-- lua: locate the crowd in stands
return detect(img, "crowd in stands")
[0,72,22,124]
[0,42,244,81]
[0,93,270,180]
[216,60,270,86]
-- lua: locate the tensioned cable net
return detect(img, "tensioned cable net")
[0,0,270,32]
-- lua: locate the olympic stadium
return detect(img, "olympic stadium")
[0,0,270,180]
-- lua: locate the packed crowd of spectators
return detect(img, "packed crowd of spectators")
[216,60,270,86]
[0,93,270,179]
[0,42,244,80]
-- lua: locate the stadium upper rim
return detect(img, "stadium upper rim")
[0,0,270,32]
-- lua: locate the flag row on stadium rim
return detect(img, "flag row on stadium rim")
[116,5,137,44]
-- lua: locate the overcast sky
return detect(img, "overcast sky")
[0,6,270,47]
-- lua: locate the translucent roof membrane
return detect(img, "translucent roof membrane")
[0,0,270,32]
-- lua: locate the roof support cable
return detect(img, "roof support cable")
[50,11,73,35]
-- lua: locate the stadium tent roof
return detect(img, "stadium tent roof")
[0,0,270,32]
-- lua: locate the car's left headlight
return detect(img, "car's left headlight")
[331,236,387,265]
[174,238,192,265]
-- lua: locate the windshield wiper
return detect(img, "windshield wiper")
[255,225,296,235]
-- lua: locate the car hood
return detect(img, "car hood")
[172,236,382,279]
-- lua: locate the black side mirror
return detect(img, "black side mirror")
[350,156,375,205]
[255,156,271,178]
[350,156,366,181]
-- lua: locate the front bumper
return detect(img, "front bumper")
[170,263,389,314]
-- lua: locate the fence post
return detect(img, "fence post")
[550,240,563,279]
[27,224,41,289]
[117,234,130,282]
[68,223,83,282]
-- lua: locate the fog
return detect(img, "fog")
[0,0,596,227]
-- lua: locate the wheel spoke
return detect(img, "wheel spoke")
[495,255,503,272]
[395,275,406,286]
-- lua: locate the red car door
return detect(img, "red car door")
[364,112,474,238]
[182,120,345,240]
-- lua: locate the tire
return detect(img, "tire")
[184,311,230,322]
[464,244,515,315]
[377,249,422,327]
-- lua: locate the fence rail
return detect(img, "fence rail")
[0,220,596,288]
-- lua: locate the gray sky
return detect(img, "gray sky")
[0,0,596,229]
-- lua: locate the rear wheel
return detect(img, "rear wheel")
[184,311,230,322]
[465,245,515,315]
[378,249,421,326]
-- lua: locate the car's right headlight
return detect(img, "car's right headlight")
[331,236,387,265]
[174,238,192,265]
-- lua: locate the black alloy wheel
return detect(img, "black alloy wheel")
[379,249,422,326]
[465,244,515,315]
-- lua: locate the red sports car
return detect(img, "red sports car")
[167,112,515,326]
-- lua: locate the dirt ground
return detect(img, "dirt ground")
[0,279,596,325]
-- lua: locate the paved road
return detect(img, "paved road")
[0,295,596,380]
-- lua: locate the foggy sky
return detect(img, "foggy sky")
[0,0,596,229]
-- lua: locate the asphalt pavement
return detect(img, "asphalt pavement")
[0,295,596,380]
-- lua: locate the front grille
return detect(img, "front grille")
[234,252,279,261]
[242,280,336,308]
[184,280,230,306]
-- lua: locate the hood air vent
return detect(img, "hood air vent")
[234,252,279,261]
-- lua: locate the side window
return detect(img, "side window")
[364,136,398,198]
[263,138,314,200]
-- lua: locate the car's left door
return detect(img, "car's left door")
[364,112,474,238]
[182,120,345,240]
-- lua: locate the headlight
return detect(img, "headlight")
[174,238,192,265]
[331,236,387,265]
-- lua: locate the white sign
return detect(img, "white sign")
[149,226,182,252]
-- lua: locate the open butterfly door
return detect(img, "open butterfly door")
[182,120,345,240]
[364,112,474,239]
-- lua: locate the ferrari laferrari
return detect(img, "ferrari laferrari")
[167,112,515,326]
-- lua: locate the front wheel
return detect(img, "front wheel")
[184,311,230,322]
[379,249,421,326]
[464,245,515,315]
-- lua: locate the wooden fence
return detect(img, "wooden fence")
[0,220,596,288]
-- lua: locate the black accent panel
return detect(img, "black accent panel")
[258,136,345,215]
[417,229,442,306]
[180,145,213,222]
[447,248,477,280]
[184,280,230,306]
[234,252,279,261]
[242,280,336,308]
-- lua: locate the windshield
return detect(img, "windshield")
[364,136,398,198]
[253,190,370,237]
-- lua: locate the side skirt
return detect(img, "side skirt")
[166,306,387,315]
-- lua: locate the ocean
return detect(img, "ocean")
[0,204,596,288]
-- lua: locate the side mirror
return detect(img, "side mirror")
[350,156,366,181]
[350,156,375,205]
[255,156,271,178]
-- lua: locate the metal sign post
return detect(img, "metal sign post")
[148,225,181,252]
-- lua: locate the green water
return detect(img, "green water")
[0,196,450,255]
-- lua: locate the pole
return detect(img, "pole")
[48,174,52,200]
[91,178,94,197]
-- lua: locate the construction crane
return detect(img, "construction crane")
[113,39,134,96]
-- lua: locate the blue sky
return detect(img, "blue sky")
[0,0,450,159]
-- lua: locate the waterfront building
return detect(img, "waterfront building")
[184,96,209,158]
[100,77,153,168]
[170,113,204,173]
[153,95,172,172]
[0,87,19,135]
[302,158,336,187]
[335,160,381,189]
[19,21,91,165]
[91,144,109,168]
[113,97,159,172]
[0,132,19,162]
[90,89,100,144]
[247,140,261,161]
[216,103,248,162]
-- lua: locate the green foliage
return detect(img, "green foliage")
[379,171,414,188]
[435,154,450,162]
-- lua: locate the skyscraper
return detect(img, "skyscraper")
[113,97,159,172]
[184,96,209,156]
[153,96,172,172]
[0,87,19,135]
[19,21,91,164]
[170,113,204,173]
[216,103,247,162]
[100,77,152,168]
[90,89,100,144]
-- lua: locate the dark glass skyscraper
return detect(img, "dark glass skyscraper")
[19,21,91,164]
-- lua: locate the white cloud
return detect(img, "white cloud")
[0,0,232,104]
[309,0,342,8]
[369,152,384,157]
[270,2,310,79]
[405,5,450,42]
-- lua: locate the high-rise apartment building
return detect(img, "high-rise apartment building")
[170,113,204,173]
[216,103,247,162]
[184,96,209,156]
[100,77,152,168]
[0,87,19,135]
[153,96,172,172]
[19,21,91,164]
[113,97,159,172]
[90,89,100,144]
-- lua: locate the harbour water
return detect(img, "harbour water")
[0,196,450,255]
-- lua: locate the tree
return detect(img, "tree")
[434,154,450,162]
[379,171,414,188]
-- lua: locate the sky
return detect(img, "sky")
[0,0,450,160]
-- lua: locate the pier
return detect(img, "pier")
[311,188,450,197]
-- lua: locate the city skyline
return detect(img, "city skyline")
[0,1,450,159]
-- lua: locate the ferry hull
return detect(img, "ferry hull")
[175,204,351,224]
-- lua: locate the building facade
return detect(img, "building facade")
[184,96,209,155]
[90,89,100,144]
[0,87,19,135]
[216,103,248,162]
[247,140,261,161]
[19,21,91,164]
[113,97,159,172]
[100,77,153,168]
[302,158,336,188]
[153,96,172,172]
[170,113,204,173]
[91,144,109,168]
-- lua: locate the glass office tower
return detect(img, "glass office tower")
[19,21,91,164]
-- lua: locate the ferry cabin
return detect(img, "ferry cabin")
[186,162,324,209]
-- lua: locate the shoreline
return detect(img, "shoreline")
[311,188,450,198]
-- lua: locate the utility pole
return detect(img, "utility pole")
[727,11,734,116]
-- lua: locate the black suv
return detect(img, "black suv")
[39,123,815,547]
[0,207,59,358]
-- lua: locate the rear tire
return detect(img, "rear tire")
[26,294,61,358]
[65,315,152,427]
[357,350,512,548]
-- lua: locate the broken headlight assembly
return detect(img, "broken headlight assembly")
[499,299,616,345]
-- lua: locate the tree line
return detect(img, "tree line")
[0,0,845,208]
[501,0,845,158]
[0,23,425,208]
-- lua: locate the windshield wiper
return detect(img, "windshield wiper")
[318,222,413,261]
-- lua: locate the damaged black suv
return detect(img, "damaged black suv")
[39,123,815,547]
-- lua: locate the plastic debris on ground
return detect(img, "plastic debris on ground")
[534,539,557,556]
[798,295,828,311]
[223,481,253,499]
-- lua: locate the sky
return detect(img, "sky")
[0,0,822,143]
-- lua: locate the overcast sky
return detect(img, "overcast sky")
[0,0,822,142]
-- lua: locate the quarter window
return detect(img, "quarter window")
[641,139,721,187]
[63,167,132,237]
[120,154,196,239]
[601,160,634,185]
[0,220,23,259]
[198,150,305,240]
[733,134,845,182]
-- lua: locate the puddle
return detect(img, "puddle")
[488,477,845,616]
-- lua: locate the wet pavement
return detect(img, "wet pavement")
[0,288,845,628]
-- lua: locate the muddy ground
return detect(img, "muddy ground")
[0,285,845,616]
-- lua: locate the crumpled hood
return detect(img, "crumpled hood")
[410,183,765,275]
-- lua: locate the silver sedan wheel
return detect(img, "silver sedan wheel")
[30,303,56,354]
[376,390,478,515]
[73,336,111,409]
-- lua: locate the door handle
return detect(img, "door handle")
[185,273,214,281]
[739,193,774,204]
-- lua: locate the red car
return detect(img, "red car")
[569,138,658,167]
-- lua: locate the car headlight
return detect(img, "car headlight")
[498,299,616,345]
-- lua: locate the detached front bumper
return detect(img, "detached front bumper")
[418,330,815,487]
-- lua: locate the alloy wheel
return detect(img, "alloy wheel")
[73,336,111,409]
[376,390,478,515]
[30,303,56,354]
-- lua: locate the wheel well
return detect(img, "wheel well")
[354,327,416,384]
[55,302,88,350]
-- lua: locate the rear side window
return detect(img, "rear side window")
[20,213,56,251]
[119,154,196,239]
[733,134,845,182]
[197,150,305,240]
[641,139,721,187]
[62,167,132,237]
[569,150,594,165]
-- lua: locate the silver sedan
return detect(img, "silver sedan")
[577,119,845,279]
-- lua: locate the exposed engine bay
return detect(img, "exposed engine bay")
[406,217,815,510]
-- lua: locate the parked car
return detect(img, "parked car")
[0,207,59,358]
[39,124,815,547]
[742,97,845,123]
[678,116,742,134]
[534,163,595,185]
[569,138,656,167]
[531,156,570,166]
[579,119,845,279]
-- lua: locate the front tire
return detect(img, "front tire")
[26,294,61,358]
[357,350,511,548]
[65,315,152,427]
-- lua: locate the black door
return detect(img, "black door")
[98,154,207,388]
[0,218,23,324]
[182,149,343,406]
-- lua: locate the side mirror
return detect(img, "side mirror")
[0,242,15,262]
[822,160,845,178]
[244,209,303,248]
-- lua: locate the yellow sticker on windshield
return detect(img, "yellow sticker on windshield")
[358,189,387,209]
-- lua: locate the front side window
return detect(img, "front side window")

> [Aim]:
Write out again every line from the one containing "-- lua: locate the rear tire" down to the one containing "[0,0,822,143]", adjusting each bounding-box coordinate by -43 and leaving all other text as it is.

> [Task solution]:
-- lua: locate the rear tire
return detect(img, "rear tire")
[-17,251,18,315]
[22,272,109,384]
[314,307,469,505]
-- lua: locate the broken headlight assembly
return detect(img, "broken headlight assembly")
[456,256,573,302]
-- lua: locate the tree line
return detect(img, "tree line")
[-43,-43,802,165]
[458,-43,802,115]
[-43,-20,382,165]
-- lua: locate the windshield wiper
return detect(img, "windshield wiper")
[275,179,370,218]
-- lua: locate the damaged black suv
return detect(img, "damaged black suv")
[-4,80,772,504]
-- lua: locate the plastic debris on ground
return detect(img, "plastic debris on ground")
[491,496,514,513]
[755,252,785,268]
[180,438,210,456]
-- lua: locate the sky
return detect(img, "sky")
[-43,-43,779,100]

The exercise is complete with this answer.